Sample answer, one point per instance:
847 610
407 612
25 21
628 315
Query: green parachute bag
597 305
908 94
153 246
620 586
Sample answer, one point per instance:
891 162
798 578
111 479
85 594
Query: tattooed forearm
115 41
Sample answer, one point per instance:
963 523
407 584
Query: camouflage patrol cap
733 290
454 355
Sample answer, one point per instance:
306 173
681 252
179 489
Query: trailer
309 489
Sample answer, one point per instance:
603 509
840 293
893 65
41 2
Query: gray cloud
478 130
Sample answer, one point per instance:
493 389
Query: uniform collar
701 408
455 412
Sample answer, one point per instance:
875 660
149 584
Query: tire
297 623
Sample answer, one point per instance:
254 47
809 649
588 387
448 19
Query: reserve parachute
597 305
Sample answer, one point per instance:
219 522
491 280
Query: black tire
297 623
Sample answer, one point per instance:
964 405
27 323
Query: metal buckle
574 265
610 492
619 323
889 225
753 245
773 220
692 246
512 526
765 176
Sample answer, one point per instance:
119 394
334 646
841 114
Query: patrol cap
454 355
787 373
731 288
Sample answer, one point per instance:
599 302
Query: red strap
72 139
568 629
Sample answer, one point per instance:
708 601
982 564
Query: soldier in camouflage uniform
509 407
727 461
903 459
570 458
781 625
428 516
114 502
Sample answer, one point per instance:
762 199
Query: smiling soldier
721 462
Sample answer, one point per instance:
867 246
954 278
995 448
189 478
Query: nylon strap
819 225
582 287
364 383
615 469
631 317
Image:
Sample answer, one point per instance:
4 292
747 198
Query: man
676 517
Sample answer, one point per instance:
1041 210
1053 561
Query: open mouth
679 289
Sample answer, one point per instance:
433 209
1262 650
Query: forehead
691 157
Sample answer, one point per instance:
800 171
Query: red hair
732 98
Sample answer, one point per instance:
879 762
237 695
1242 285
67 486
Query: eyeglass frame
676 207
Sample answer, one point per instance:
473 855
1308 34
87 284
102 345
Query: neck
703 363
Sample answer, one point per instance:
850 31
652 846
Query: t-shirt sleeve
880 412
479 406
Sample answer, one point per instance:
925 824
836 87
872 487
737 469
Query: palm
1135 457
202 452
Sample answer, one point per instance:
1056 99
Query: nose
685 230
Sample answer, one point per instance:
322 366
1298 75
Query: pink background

■ The task:
Copy all data exactly, start to finish.

■ Solution below:
Sample answer, one point per instance:
847 610
407 612
25 21
628 315
Query: green parachute bag
597 305
908 94
153 246
620 586
Sample answer, one point per instance:
891 162
798 578
111 479
85 594
Query: tattooed forearm
115 41
Sample answer, one point per instance:
963 523
407 584
Query: camouflage patrol cap
733 290
454 355
Sample answer, one point per instance:
306 173
681 252
179 489
Query: trailer
309 489
Sample answer, one point per instance:
603 509
840 293
893 65
41 2
Query: gray cloud
478 130
Sample answer, one point per instance:
493 389
Query: uniform collar
701 408
455 412
Sample answer, one point per instance:
875 660
149 584
Query: tire
297 623
Sample answer, one point per instance:
254 47
809 649
588 387
448 19
Query: reserve parachute
597 305
Sample answer, one point per instance:
219 522
491 280
Query: black tire
297 623
Sample answer, one point per instance:
964 405
27 323
Query: metal buckle
574 265
610 492
619 323
889 225
753 245
773 220
692 246
512 526
765 176
Sample answer, one point per instance:
119 394
334 646
841 114
Query: patrol cap
454 355
787 373
731 288
Sample answer, one point per instance:
599 302
Query: red strap
72 139
568 629
Sample answer, one point per instance:
708 601
982 564
Query: soldier in camouflage uniform
509 407
727 461
903 459
570 458
781 625
428 516
114 502
Sample answer, one point per instance:
762 199
Query: smiling soldier
721 462
Sample answer, one point per instance:
867 246
954 278
995 448
189 478
Query: nylon strap
819 225
582 287
364 383
615 469
631 317
Image:
Sample answer, one point per instance:
4 292
747 198
Query: man
676 517
Sample answer, one point per instance:
1041 210
1053 561
Query: open mouth
679 289
Sample answer, one point per instance:
433 209
1262 650
Query: forehead
691 157
Sample answer, one point per instance:
800 171
Query: red hair
732 98
Sample answer, one point per instance:
879 762
237 695
1242 285
67 486
Query: eyeglass frame
676 207
Sample answer, one point per instance:
473 855
1308 34
87 284
102 345
Query: neck
703 363
Sample answer, one point per instance:
850 31
652 846
Query: t-shirt sleeve
880 412
479 406
Sample answer, one point per instance:
925 824
836 87
872 487
737 469
Query: palm
1135 457
202 452
Sample answer, one point per instance:
1056 99
Query: nose
685 230
Sample answer, one point per instance:
322 366
1298 75
Query: pink background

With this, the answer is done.